[[ Exercise text, beginning ]]

As readers of these pages will know, Berry Gordy, founder of Motown Records, got his first major break when he co-wrote Jackie Wilson's first solo hits including "Reet Petite" and the fabulous "Lonely Teardrops". With the money from these he was able to set up as a producer and start his own record company, Tamla, the first label of the stable that would become Motown Records.

In 1960, a 17 year old girl pitched up at his studio with her mother asking to see Gordy and saying she had a song she had written for Jackie Wilson. It has always been a mystery to me why Gordy didn't have her turned away as one would expect at a time when every young person in the US probably fancied themself as a budding songwriter. Gordy was by then no longer working with Wilson so maybe he thought she locate the singer and he, Gordy, might miss out on something good. Maybe he felt sorry for the girl and her mother who'd come to see him cap in hand. Maybe it was a slow afternoon in Detroit. I like to think it was that "je ne sais quoi" that in time made Berry Gordy the most successful black businessman in the world, the eye for details that left no stone unturned in his search for possible hits. He took her into a room with a piano and asked her to sing the song and was so impressed that he whisked her off to the studio to record it herself. The girl, Mary Wells, was already, despite her tender age, singing in nightclubs, and therefore not a complete novice; however it allegedly took over twenty takes to cut the single, so it's no surprise that her voice sounds hoarse and tired. But her innocence and excitement at being unexpectedly catapulted into into the front line of the most happening fledgling record label in Detroit plays into the meaning of the song, the exuberance coming across as breathless anger.

[[ Exercise text, end ]]
[[ Extracted information, beginning ]]

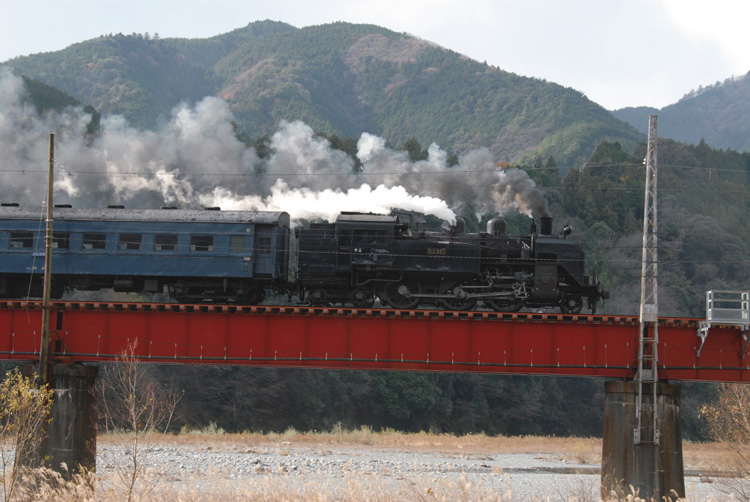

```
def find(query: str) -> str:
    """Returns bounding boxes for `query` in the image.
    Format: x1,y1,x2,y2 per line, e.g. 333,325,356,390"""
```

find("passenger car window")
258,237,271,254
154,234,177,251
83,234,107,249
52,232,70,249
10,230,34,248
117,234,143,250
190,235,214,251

[[ Extracted information, end ]]
[[ Extracted information, beginning ]]

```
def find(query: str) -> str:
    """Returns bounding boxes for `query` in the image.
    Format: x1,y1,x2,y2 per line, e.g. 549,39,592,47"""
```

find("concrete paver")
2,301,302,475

[[ Extracted information, end ]]
[[ Extracted information, beginning ]]

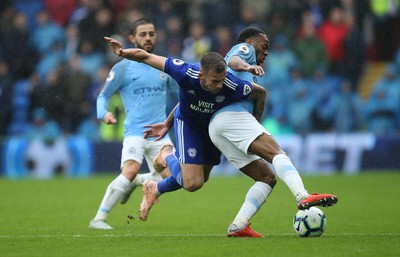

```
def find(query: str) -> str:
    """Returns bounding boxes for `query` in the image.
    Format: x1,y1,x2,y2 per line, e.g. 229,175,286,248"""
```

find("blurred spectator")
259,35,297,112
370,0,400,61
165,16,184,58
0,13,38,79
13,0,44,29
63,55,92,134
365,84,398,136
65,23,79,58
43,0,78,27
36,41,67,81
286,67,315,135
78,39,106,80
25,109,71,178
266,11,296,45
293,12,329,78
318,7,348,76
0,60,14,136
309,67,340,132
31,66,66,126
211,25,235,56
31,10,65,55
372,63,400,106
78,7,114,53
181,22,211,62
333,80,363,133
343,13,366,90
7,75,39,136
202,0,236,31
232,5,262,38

[[ Extracted information, end ]]

* **Required tasks**
1/ In the passage about Mary Wells and Berry Gordy, how old was the girl who came to Gordy's studio with her mother in 1960?
2/ Say whether each statement agrees with the passage about Mary Wells and Berry Gordy, and quote the words from it that decide each one. (a) Gordy helped write hit songs for Jackie Wilson. (b) Mary Wells had never sung in public before she met Gordy. (c) The single was recorded in one take.
3/ Pick up the passage about Mary Wells and Berry Gordy after its last sentence and carry it forward.

* **Answers in order**
1/ She was 17 years old.

2/
(a) Yes: "got his first major break when he co-wrote Jackie Wilson's first solo hits"
(b) No: "was already, despite her tender age, singing in nightclubs"
(c) No: "it allegedly took over twenty takes to cut the single"

3/
The record was a hit, making 45 in the Hot 100, and becoming the first Motown success with a solo female artist. It also marks one of the high points of what was a tough life. Mary, raised by a single parent mother, having had meningitus at the age of 2 and t.b. at the age of ten, was deaf in one ear and suffered from partial blindness. Later, just when she seemed to have ascended to superstardom with her number one hit "My Guy", she found herself usurped in the Motown pecking order with Diana Ross and the Supremes being promoted ahead of her. She left the label, prompting years of legal wrangling with Motown, as the label allegedly tried to obstruct her future career at every turn.

She kept on singing and recording though, never quite achieving the success of those early years, and ironically succumbed to laryngeal cancer in 1992 at the age of 49. "Bye Bye Baby" is my favourite of all her songs. It's all there, the exhilaration, the defiance of youth, of someone who has walked into an office hoping for everything but expecting nothing, and recording this just a matter of hours later. Emotional history live.